* BLOC DE TEXTE
Littérature française

Joachim SCHNERF, Cette nuit

Joachim SCHNERF, Cette nuit

Éditions Zulma, 2018.
ISBN 978-2-84304-811-1

Joachim Schnerf est né en 1987 à Strasbourg. Principalement éditeur de littérature étrangère aux éditions Grasset, il est aussi écrivain. Il a publié à ce jour deux romans : Mon sang à l’étude, paru aux éditions de l’Olivier en 2014, roman centré sur un personnage, Samuel, dans l’attente des résultats de ses tests de séropositivité, et Cette nuit dont il sera question ici.

Dans Cette nuit, roman récompensé par le Prix Orange du Livre 2018, le Prix Cercle Chapel 2018 et le Prix Littéraire Jérôme Cahen, Joachim Schnerf dépeint le chagrin, les souvenirs et les préoccupations du narrateur Salomon, veuf depuis peu, qui doit pour la première fois vivre sans son épouse bien aimée la nuit de Pessah, la Pâque juive. Allongé dans son lit, il se remémore les différents repas de famille de Pessah, marqués par les éclats et les écarts de tous ces personnages hauts en couleur : sa défunte femme Sarah, leurs filles, Denise et Michelle, leurs deux gendres, Patrick et Pinhas et leurs petits-enfants Tania et Samuel. Et il attend, non sans appréhension, « cette nuit » : la première nuit de Pessah sans Sarah. Mais le titre désigne-t-il seulement cette nuit à venir ? Ne fait-il pas aussi référence à « la nuit » de La Shoah ? Ou encore la nuit de la mort de Salomon lui-même, qui lui semble si proche ?

* TRAVAIL À FAIRE
1) D'après la présentation du roman Cette nuit, quelle fête Salomon doit-il vivre pour la première fois sans son épouse ?
2) Poursuivez la présentation du roman Cette nuit à partir de sa dernière phrase.

[Entrées d'annotation de régions]

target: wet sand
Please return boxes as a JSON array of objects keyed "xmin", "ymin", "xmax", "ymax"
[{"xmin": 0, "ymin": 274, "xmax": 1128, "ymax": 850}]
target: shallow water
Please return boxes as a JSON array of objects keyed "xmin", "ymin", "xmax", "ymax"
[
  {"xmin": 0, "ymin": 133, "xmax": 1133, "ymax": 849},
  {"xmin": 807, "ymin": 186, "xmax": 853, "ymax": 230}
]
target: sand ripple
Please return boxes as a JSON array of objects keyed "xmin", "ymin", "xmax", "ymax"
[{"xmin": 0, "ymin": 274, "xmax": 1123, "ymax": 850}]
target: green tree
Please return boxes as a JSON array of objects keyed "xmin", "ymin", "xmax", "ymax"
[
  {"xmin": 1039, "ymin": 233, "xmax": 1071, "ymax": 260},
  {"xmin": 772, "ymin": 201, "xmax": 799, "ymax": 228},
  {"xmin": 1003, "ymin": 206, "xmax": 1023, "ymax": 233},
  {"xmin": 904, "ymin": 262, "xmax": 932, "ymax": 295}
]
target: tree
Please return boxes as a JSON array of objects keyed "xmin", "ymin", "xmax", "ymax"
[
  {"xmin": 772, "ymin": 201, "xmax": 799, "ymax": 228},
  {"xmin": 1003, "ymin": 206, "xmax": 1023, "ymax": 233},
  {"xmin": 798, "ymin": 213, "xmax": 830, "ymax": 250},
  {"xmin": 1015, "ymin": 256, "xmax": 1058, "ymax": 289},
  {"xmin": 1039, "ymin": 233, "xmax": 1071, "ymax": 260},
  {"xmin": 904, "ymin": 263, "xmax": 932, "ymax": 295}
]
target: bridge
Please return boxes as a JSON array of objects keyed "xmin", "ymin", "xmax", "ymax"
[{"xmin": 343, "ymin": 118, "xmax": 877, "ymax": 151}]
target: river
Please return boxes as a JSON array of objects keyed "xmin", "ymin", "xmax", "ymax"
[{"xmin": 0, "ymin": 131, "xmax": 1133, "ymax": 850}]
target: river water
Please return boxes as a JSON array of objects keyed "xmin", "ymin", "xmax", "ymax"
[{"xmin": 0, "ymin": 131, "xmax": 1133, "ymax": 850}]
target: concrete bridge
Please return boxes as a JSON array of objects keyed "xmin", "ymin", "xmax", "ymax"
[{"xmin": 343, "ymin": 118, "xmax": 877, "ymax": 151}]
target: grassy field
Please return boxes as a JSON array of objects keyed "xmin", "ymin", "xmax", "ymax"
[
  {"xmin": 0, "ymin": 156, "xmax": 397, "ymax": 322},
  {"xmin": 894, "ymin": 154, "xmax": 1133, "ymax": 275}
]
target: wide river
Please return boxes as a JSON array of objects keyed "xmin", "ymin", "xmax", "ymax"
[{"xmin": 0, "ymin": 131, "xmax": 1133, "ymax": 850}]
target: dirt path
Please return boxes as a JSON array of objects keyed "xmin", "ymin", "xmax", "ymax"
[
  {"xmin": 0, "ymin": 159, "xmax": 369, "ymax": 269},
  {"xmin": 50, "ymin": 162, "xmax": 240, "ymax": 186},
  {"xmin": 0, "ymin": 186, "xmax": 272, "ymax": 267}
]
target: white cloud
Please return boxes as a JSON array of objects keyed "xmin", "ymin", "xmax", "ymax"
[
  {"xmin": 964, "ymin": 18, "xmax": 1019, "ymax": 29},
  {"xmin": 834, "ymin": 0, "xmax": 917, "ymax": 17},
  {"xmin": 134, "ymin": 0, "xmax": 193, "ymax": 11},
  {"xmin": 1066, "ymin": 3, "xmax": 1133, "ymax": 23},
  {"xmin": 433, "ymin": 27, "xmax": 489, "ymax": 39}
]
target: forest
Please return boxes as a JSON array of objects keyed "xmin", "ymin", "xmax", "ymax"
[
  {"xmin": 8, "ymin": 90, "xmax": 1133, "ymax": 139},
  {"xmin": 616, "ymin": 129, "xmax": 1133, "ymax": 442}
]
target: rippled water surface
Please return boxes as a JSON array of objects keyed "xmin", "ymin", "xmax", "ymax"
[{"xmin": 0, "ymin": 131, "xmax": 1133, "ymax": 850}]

* RÉPONSES ATTENDUES
1) La nuit de Pessah, la Pâque juive.

2)
La vie d’une famille juive au XXIe siècle

Dans un premier temps, il est intéressant d’étudier le thème qui apparait constamment en arrière-plan des pensées de Salomon : la vie d’une famille juive au XXIe siècle. En effet, la majeure partie des brefs chapitres qui constituent le roman gravitent autour du judaïsme, de ses fêtes traditionnelles, de l’histoire du peuple juif, notamment pendant la Seconde Guerre Mondiale, et de bien d’autres éléments étroitement liés à cette culture et à cette religion. Mais là où l’identité juive apparait le plus et nourrit le récit, c’est au niveau des échanges entre les différents membres de la famille de Salomon. En effet, bon nombre de discussions, conflits et altercations sont directement liés à tout ce qui touche de près ou de loin au judaïsme : la manière dont Salomon évoque la Shoah, l’observance du rituel, le rôle et l’importance de « D’ieu », les divergences de points de vue concernant Israël, l’opposition entre Pinhas, juif séfarade et le reste de la famille, ashkénaze…
L’humour « concentrationnaire » du narrateur, en particulier, est un élément récurrent et caractéristique du roman. Salomon, rescapé de la Shoah, y fait référence à de multiples reprises, presque toujours de façon cynique et ironique : « « – Cuisiniste ? Quel métier original, se crut obligée d’ajouter [sa future belle-mère]. Vous … bricolez, donc ? – Oui oui, un vrai touche-à-tout. Par contre n’allez pas me demander de jeter un œil à votre four. Toujours cette petite appréhension malgré mon expertise dans le domaine … » C’était sorti tout seul, ma première blague concentrationnaire. » (p..23). Peu apprécié par l’entourage, cet humour noir omniprésent, sur un sujet aussi délicat que la Shoah, donne cependant au récit un ton « décalé » et très original.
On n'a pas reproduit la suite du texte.